**Excerpt to read**
((

At Upington, I slept with Lucky at Die Eiland white campsite along the Orange River. The next frosty morning, we snuggled together inside our tent. I drove along a palm tree avenue, past black and coloured townships, then westwards to desert silence...
At a Kakamas vineyard, a coloured stared at my bakkie and asked, "Wie't tjou geslaan meneer? Enig iemand dood?" I bought a bottle of North Cape wine. In dry veld, on concrete slabs, Boere en Kapies spread saultanas to dry in Kalahari sun, for Safari Droe Vrugte Kooperasie.
At Augrabies Falls on the Orange, the great mass of sepia water thundered over red granite cliffs, the biggest granite cliff waterfall in the world...
At Pofadder, dusty veld bordered Karoo, Kalahari, Boesmanland...
At Onseepkans on the Orange ~ South West Africa border, Boere farmed river banks amongst derelict farm houses. Northwards, beyond the river lay desert... Beyond boggerall... Where Bushmen songs blew on the north wind - songs of animals, moon, stars, rain and Bushmen customs... (Neil Bennun, The Broken String, Viking, London, 2004).

))

**Requirements**
Transcribe the Orange River travel passage, starting with "At Upington, I" and going on through "to desert silence...". The material has nothing to do with this.

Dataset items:
((

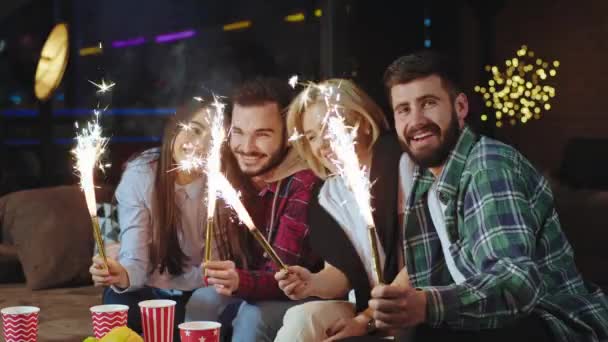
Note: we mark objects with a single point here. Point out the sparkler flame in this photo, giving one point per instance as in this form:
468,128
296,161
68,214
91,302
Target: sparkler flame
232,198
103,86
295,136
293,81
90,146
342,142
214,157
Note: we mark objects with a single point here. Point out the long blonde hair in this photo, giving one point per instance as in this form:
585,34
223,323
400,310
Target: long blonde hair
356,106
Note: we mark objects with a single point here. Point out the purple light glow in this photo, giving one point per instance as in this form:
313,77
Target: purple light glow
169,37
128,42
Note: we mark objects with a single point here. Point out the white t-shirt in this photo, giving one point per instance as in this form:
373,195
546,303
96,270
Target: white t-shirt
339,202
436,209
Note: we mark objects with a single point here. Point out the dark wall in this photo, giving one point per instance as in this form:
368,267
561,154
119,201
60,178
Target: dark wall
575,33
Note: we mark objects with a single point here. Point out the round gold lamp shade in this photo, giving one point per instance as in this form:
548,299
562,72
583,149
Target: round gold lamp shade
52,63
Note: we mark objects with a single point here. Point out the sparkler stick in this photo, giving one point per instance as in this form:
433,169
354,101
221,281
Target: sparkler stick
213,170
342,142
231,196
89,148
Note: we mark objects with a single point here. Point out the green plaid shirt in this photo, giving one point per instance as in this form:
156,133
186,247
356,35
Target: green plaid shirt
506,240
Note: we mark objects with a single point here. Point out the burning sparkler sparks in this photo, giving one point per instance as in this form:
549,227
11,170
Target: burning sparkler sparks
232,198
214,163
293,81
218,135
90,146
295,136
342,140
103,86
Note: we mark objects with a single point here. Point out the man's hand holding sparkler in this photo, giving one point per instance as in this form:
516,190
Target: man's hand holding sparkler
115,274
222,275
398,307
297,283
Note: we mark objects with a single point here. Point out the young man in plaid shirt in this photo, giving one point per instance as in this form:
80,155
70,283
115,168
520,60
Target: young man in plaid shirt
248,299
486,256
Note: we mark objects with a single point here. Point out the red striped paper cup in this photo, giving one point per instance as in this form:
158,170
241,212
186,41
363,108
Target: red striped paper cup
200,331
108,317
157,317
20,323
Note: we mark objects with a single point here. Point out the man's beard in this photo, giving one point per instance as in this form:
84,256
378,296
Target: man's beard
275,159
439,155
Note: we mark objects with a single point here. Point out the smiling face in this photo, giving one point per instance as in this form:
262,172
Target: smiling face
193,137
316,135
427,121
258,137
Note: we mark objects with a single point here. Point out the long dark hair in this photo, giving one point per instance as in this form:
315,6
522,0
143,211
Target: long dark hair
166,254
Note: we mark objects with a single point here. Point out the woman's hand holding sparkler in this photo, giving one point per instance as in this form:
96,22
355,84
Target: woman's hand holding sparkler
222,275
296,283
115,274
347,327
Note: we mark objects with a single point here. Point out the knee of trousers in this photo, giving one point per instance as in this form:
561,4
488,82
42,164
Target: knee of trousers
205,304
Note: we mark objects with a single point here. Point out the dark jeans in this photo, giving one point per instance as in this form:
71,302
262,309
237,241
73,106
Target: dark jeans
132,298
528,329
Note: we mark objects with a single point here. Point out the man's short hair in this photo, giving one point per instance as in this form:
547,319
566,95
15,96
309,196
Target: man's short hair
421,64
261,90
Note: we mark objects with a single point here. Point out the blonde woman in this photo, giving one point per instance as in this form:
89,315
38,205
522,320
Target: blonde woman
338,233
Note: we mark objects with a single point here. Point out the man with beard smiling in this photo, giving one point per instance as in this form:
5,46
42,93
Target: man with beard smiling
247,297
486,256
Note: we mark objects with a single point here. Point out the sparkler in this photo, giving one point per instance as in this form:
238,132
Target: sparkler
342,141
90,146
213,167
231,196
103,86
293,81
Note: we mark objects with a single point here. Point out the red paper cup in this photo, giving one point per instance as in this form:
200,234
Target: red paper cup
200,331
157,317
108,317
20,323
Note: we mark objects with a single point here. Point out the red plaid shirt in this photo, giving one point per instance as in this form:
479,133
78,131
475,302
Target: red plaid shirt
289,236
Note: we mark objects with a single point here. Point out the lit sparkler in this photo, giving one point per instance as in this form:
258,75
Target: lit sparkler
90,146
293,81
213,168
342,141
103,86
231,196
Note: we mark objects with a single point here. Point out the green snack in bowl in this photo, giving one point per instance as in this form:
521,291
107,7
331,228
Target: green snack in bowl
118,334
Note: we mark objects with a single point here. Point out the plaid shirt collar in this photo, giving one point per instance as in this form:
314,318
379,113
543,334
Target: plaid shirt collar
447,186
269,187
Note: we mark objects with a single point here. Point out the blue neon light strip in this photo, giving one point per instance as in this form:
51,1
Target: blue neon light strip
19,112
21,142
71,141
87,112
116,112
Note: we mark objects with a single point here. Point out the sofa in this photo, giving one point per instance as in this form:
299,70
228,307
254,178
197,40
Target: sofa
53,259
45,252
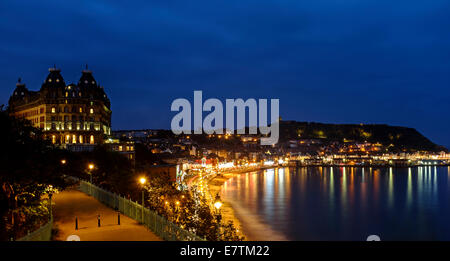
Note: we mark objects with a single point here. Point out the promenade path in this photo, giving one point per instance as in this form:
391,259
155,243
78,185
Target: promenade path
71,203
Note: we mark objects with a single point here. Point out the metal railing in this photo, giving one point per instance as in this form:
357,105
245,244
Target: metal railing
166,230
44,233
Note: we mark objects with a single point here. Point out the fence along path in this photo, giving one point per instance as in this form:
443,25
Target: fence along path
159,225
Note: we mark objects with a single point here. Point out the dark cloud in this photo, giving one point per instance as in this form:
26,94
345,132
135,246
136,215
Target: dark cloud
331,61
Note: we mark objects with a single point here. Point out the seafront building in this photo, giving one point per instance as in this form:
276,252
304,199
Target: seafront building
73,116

))
((

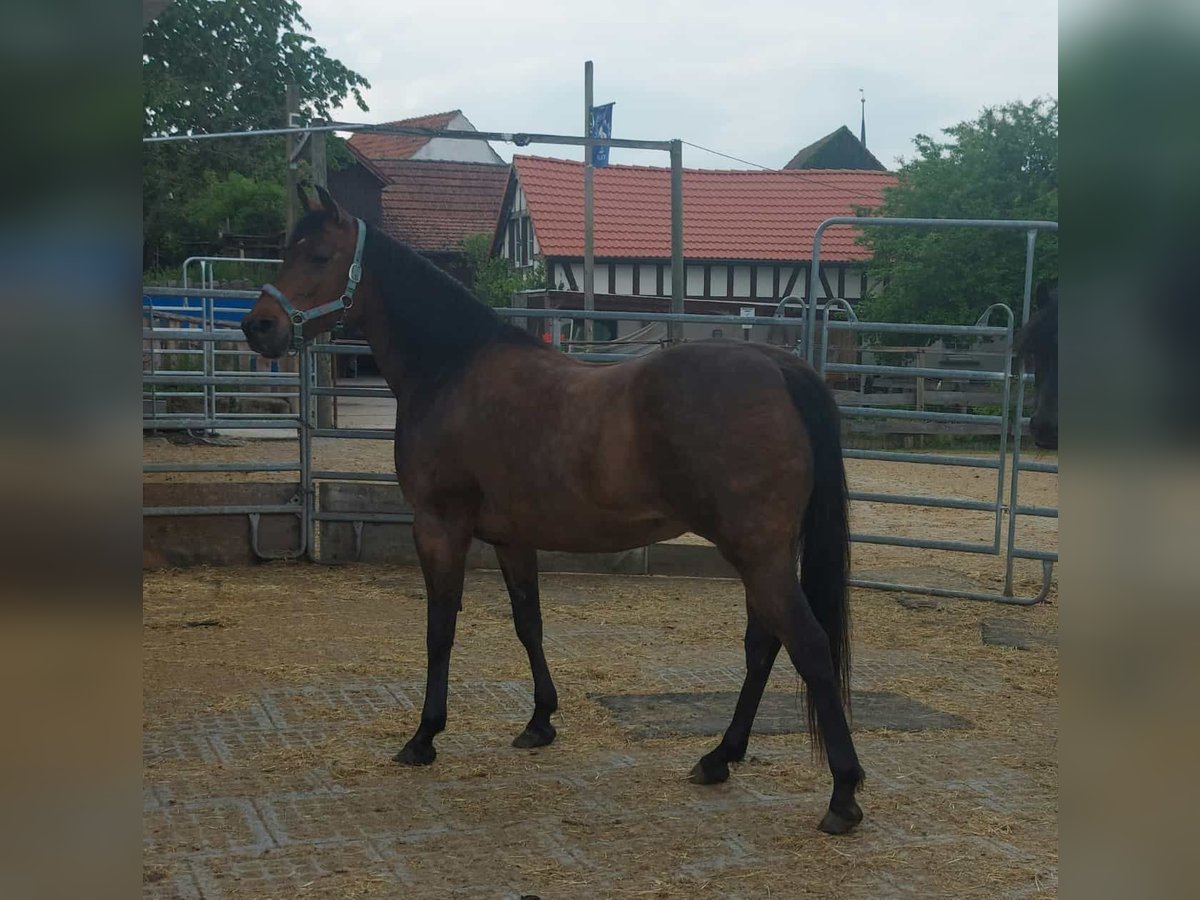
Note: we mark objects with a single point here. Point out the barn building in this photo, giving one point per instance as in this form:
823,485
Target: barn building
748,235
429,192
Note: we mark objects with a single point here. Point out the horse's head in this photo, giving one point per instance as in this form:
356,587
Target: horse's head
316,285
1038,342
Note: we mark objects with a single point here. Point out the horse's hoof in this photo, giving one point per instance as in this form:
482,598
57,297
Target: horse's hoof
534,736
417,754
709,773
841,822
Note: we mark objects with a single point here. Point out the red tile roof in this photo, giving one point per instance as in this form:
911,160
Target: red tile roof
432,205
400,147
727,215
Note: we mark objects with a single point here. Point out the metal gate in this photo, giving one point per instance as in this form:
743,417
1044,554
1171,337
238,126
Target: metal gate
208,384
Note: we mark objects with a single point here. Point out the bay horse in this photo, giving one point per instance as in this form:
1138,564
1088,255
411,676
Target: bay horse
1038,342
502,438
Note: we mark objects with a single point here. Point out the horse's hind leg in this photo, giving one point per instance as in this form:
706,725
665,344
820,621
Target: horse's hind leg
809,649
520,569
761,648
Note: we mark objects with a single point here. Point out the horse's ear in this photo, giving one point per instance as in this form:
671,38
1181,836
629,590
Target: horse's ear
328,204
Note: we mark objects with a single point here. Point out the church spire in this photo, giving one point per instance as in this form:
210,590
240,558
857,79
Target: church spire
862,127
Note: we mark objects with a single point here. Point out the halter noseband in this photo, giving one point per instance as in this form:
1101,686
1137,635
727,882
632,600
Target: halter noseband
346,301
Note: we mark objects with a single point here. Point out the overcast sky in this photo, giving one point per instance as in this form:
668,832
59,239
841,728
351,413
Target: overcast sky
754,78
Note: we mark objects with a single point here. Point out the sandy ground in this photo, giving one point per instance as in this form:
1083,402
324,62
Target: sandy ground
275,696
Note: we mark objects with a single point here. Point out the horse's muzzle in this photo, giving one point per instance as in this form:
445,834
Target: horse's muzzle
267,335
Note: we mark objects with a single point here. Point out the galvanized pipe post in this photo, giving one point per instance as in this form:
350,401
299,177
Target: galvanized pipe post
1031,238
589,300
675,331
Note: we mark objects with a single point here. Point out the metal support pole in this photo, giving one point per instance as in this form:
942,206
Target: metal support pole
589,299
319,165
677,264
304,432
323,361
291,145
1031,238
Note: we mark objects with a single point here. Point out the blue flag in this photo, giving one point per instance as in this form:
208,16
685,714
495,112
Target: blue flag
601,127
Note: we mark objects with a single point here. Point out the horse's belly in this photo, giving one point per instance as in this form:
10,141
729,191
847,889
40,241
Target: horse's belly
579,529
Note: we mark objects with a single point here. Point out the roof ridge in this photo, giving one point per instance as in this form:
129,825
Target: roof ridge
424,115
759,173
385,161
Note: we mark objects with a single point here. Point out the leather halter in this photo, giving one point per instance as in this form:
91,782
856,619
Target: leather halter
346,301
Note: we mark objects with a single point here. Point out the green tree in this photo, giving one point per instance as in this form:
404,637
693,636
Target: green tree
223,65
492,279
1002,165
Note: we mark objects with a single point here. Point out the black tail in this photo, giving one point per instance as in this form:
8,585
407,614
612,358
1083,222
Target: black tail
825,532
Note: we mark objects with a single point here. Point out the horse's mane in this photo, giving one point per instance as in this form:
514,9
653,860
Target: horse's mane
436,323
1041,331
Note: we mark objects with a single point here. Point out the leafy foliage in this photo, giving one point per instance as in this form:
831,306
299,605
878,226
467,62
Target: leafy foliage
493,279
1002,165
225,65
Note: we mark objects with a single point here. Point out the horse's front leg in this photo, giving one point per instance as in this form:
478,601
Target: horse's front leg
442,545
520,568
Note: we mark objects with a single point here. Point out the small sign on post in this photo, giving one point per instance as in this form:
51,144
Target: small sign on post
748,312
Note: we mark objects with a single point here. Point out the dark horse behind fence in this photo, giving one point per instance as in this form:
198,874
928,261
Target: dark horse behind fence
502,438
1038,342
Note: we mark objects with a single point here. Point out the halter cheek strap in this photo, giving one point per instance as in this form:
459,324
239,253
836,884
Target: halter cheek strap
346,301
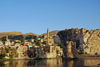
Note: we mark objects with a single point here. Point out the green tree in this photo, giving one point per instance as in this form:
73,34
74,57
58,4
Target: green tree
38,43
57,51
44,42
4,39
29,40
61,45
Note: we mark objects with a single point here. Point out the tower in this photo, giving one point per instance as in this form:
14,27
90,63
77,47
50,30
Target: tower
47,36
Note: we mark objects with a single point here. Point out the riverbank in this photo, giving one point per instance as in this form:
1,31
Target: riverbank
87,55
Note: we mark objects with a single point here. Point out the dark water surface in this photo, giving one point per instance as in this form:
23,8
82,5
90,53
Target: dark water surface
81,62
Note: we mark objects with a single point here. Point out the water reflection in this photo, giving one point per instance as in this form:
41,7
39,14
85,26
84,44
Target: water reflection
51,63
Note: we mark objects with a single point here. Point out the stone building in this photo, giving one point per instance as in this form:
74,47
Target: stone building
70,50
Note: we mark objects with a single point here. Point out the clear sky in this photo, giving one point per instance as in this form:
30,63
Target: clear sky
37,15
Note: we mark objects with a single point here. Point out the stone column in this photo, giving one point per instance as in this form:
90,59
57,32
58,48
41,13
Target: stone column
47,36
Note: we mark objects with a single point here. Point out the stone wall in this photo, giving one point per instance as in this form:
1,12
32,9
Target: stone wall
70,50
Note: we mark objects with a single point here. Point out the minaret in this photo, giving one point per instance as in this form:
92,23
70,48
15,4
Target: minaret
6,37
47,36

))

**Full output**
At Upington, I slept with Lucky at Die Eiland white campsite along the Orange River. The next frosty morning, we snuggled together inside our tent. I drove along a palm tree avenue, past black and coloured townships, then westwards to desert silence...